Travail à faire
Relevez dans la liste ci-dessous chaque ligne contenant la chaîne « floret », puis recopiez-la en entier. La casse compte.

--------

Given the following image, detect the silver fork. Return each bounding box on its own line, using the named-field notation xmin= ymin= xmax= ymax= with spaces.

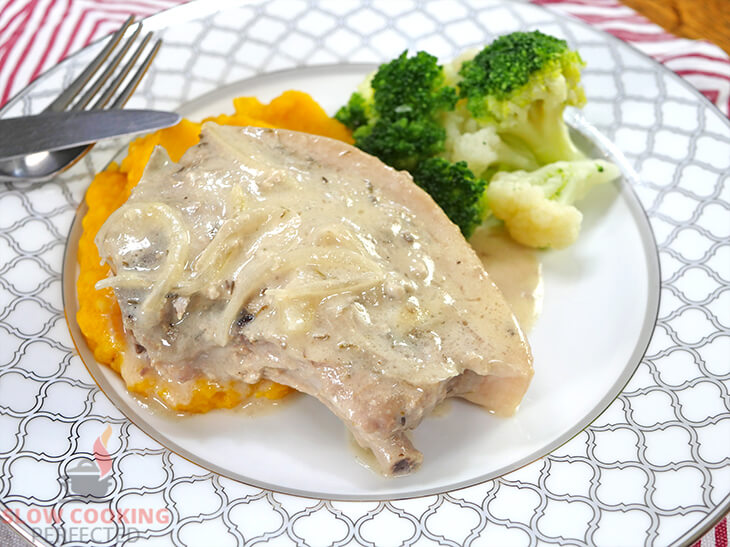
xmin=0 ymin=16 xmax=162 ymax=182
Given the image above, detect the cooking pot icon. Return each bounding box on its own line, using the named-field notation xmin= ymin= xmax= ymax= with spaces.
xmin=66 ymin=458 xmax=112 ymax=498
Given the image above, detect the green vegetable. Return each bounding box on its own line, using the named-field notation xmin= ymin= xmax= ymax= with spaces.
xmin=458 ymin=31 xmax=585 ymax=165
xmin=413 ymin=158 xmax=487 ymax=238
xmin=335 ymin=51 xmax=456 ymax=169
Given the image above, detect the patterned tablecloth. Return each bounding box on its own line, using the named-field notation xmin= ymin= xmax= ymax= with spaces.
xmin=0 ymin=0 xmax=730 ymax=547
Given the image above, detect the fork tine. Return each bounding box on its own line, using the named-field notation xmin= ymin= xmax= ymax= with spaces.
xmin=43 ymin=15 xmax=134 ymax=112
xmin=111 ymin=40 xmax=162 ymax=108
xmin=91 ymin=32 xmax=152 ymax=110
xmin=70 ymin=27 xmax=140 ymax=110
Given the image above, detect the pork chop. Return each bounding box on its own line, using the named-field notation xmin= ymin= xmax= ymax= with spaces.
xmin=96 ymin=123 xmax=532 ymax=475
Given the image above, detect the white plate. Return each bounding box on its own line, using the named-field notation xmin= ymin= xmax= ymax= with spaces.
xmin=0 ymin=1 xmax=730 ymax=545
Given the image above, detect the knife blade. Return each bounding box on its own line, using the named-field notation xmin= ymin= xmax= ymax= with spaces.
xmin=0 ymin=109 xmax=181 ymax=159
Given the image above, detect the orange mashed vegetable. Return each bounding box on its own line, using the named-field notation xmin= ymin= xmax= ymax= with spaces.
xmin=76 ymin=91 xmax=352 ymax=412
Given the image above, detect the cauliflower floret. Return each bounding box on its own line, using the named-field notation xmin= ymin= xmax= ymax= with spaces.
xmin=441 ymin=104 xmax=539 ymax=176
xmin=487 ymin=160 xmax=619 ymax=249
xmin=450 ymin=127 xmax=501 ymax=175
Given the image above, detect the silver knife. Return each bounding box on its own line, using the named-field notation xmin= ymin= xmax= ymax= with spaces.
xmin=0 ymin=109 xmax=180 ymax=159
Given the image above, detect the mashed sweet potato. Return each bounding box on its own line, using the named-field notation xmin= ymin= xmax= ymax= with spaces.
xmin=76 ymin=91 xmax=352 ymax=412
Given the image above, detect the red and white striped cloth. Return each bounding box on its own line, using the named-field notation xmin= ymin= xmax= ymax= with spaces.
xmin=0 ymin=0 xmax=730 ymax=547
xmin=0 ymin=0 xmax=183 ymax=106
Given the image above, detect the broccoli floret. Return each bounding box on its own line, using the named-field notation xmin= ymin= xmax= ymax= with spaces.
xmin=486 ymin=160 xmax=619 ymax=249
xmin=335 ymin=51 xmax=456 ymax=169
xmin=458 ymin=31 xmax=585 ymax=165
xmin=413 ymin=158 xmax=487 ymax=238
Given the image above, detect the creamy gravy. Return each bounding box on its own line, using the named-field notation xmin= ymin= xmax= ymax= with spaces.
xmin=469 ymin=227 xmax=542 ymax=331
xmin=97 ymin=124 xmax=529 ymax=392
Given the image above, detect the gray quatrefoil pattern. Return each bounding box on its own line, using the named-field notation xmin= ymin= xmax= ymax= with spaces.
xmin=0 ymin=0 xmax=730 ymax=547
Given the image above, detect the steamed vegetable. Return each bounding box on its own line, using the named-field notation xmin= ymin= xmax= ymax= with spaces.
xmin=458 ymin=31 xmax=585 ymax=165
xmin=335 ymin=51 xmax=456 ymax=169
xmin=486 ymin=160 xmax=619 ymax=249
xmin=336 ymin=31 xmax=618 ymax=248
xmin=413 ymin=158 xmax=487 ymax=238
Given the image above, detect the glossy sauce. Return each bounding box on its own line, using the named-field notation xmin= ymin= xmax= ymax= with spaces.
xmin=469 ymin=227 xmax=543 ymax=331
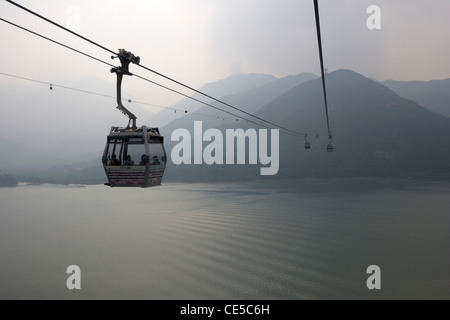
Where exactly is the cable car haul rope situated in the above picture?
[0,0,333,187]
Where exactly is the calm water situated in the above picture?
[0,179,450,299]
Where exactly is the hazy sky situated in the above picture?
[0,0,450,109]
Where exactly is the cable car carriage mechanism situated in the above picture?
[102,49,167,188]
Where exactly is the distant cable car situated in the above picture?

--------

Solution
Given the image above, detect the cauliflower floret. Return each bounding box on its own line, using the named-field notation xmin= ymin= xmax= ymax= with spaces.
Given the image above, detect the broccoli floret. Return each bounding box on its own line, using the named-field notation xmin= ymin= xmax= ymax= with spaces.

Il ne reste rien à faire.